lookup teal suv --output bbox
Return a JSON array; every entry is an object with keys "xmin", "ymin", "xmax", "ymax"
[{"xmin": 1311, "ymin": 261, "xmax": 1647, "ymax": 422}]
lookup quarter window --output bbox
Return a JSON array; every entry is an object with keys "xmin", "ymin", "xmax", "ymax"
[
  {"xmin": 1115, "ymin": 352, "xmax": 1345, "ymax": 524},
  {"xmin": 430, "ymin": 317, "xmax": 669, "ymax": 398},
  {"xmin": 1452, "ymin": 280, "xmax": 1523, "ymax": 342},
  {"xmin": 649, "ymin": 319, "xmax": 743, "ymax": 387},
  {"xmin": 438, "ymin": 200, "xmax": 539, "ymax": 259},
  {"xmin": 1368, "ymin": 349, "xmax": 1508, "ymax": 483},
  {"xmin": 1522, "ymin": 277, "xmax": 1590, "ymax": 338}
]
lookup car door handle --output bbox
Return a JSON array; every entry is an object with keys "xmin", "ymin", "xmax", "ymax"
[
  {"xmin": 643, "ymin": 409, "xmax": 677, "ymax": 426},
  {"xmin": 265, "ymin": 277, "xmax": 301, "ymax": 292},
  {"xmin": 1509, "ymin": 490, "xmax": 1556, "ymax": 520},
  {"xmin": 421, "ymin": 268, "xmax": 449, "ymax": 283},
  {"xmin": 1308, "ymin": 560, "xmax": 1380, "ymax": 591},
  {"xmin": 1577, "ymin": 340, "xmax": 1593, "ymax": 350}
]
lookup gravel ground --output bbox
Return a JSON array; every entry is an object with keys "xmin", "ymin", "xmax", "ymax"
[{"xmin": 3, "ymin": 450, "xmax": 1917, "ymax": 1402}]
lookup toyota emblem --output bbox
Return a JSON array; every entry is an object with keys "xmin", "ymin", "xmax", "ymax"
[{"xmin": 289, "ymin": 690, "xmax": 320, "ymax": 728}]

REQUIREMENT → Find each line holding the string "lookup" in the listing above, then copy it.

WRITTEN RESPONSE →
lookup teal suv --output bbox
lookup quarter window --output bbox
lookup car door handle --output bbox
lookup gravel ground --output bbox
lookup toyota emblem --output bbox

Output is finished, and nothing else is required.